Omit the images, then output each of the records below exactly.
● ● ●
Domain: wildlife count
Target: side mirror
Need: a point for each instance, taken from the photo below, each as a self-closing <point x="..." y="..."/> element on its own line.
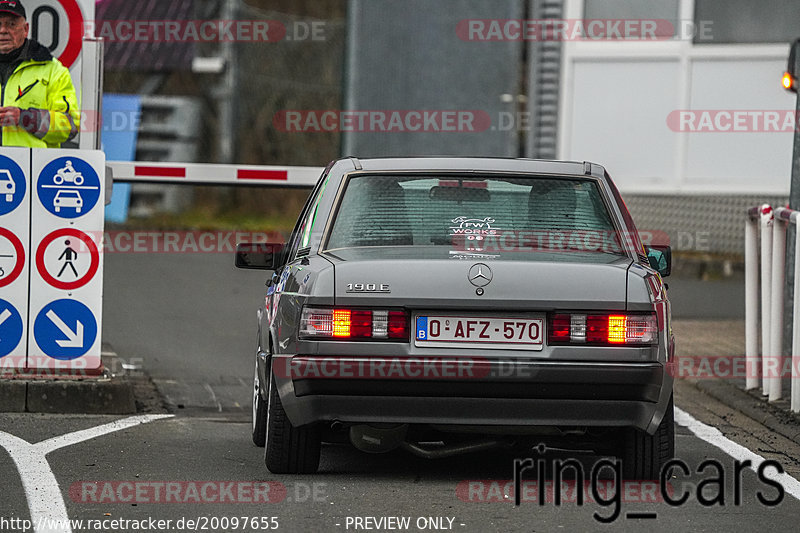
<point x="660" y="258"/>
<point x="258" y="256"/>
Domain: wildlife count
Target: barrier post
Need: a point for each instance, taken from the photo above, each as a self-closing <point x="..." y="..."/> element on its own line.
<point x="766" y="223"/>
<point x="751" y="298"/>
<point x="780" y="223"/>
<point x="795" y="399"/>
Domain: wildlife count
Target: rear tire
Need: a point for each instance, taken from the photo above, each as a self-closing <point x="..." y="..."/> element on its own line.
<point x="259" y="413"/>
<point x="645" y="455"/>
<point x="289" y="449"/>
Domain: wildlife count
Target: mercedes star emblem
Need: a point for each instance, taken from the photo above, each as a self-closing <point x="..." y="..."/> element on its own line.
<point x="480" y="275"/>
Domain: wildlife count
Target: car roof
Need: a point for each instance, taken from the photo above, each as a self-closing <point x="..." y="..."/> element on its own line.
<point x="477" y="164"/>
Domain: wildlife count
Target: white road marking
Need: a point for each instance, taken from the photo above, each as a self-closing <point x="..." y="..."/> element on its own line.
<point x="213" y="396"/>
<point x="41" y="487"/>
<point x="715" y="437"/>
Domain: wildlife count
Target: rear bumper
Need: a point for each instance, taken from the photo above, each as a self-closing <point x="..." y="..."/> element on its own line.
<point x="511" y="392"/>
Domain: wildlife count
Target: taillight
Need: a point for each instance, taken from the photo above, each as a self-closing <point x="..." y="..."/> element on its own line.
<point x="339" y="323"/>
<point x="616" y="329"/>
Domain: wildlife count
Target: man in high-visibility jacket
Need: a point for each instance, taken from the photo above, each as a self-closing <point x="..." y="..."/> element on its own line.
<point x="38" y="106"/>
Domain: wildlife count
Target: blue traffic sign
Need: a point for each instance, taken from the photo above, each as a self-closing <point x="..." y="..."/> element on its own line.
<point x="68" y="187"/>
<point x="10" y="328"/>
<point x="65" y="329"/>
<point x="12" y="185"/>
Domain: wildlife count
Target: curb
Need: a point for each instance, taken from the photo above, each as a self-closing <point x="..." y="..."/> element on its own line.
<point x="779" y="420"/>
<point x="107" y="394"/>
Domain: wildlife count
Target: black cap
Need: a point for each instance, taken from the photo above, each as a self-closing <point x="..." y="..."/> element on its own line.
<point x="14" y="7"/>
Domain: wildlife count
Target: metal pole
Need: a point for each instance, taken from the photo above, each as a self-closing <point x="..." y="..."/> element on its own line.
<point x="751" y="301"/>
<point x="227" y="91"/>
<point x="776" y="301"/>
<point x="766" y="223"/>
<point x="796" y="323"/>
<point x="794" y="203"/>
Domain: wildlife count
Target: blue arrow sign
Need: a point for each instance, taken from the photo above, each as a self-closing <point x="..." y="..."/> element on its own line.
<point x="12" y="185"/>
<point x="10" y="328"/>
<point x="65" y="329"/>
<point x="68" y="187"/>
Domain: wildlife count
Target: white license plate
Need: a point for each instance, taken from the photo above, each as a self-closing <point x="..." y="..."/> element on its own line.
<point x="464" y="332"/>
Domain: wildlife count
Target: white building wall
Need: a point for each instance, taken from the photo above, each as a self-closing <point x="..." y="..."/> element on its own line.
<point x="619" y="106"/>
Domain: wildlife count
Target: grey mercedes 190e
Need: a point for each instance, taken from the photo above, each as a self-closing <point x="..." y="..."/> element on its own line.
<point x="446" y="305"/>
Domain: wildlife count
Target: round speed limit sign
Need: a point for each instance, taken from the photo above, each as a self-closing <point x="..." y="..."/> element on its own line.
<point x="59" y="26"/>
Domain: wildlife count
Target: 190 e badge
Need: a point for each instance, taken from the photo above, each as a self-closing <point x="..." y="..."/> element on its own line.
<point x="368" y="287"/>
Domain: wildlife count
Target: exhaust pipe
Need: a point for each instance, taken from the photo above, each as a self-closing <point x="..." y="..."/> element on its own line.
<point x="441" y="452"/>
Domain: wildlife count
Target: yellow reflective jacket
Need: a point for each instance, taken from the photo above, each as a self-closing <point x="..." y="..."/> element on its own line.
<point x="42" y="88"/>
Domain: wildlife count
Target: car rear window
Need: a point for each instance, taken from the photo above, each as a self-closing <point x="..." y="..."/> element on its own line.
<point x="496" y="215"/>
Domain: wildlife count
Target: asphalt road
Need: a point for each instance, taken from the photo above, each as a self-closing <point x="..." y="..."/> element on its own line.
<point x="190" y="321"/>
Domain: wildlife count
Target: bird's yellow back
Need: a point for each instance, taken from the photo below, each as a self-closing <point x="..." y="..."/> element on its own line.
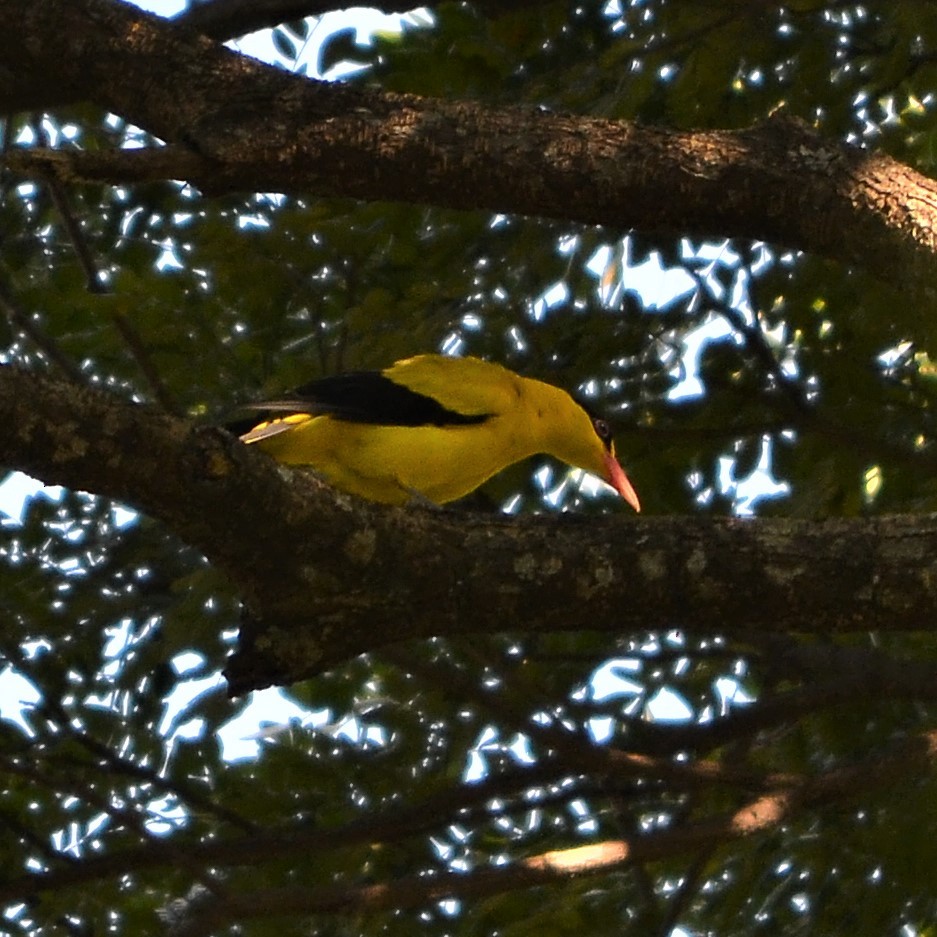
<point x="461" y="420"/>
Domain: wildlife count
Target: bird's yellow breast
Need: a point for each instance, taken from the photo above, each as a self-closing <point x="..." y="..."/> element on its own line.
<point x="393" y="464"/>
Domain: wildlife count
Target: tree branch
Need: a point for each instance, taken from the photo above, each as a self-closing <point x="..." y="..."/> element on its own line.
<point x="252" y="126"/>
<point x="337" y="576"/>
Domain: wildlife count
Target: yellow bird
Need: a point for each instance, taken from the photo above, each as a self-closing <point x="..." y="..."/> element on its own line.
● ● ●
[TASK SOLUTION]:
Domain: wildlife count
Target: side mirror
Need: a point for each instance, taken from the photo below, each as a self-closing <point x="..." y="..."/> element on its own line.
<point x="660" y="258"/>
<point x="258" y="256"/>
Domain: wildlife count
Target: barrier post
Need: a point for each instance, taken from the photo above, each as a self-closing <point x="..." y="..."/> element on its own line.
<point x="766" y="223"/>
<point x="751" y="298"/>
<point x="780" y="223"/>
<point x="795" y="399"/>
Domain: wildlife count
Target: rear tire
Need: a point for each instance, taken from the photo above, each as a self-closing <point x="..." y="..."/> element on its own line.
<point x="259" y="413"/>
<point x="645" y="455"/>
<point x="289" y="449"/>
Domain: wildlife count
Target: mercedes star emblem
Need: a point for each instance, taken from the photo above, each as a self-closing <point x="..." y="..."/> element on its own line.
<point x="480" y="275"/>
Domain: wildlife count
Target: car roof
Need: a point for each instance, taken from the photo above, each as a self-closing <point x="..." y="..."/> element on its own line.
<point x="477" y="164"/>
Domain: wildlife count
Target: white road marking
Need: a point for each instance, taken from the photo above, each as a self-closing <point x="..." y="..."/> element on its own line.
<point x="213" y="396"/>
<point x="41" y="487"/>
<point x="715" y="437"/>
Domain: wildlife count
Target: rear bumper
Need: a point for each instance, taken from the photo above, each as a self-closing <point x="..." y="..."/> element on its own line.
<point x="511" y="392"/>
Domain: wildlife count
Target: taillight
Need: a point for each instance, taken from the photo above, each as a self-closing <point x="..." y="..."/> element on its own line.
<point x="339" y="323"/>
<point x="616" y="329"/>
Domain: wildlife count
Target: man in high-visibility jacket
Need: a point for each instance, taken from the photo above, each as a self-closing <point x="..." y="..."/> element on its own line.
<point x="38" y="106"/>
Domain: wildlife count
Target: blue traffic sign
Need: a point for each instance, taken from the photo above, each as a self-closing <point x="..." y="..."/> element on its own line.
<point x="68" y="187"/>
<point x="10" y="328"/>
<point x="65" y="329"/>
<point x="12" y="185"/>
Domain: wildlife count
Target: curb
Need: a point for each instance, taken from the photo above, each as a self-closing <point x="..." y="..."/> element on its own line.
<point x="779" y="420"/>
<point x="107" y="394"/>
Domain: wildlife count
Target: black cap
Need: a point for each instance, taken from the photo above, each as a self-closing <point x="..." y="..."/> element on its own line.
<point x="14" y="7"/>
Domain: wildlife count
Target: metal pole
Need: a point for each instance, taken from the photo above, each as a self-closing <point x="..." y="..."/> element on its own line.
<point x="751" y="301"/>
<point x="227" y="91"/>
<point x="776" y="301"/>
<point x="766" y="223"/>
<point x="796" y="323"/>
<point x="794" y="203"/>
Domain: wildlife count
Target: blue arrow sign
Need: a point for each instance, taken from the photo above, each as a self-closing <point x="..." y="..."/> element on its own line.
<point x="12" y="185"/>
<point x="10" y="328"/>
<point x="65" y="329"/>
<point x="68" y="187"/>
Domain: wildlife count
Target: white license plate
Need: a point for each instance, taken from the photo above, each as a self-closing <point x="..." y="..."/> element on its own line.
<point x="464" y="332"/>
Domain: wildlife count
Target: white building wall
Need: a point for each instance, taken from the photo above, each as a self-closing <point x="..." y="..."/> element on its own line.
<point x="619" y="106"/>
Domain: wildlife count
Target: grey mercedes 190e
Need: a point for each instance, taken from the photo above, each as a self-closing <point x="..." y="..."/> element on its own line.
<point x="446" y="305"/>
Domain: wildlife count
Target: round speed limit sign
Need: a point for each instance, taken from the photo above, each as a self-closing <point x="..." y="..."/> element on its own line.
<point x="59" y="26"/>
Domain: wildlife count
Target: 190 e badge
Need: a point for each instance, taken from the photo above, each as a self-closing <point x="..." y="..."/> element on its own line.
<point x="368" y="287"/>
Domain: wildlife count
Target: exhaust pipe
Need: a point for each instance, taken from the photo above, each as a self-closing <point x="..." y="..."/> element on its own line.
<point x="441" y="452"/>
Domain: wildlife count
Target: yellow reflective jacket
Need: a point for each instance, taken from the photo above, each as a self-closing <point x="..." y="..."/> element on its own line.
<point x="42" y="88"/>
Domain: wildlife count
Target: car rear window
Need: a point for each instance, taken from the photo above, each as a self-closing <point x="..." y="..."/> element on its own line.
<point x="496" y="215"/>
Domain: wildlife count
Target: asphalt road
Need: a point for each instance, taken from the photo above, each as a self-closing <point x="..." y="..."/> element on its own line.
<point x="190" y="321"/>
Domain: wildlife count
Target: bird's yellow back
Need: a point for each instance, taken from the photo below, each as a self-closing <point x="..." y="..."/> element on its own line.
<point x="461" y="420"/>
Domain: wildlife count
Target: bird's yellow breast
Need: a point for each instance, taken from the photo above, each as a self-closing <point x="..." y="..."/> element on its own line.
<point x="393" y="464"/>
Domain: wildlife count
Target: tree branch
Need: a point for each instance, taken from the photo above, each as a self-closing <point x="..." y="..."/> element on its own line.
<point x="252" y="126"/>
<point x="337" y="576"/>
Domain: wildlife count
Target: yellow bird
Need: a point for each instance, taken from the photo above, each as a self-closing <point x="..." y="..."/> element on its own line.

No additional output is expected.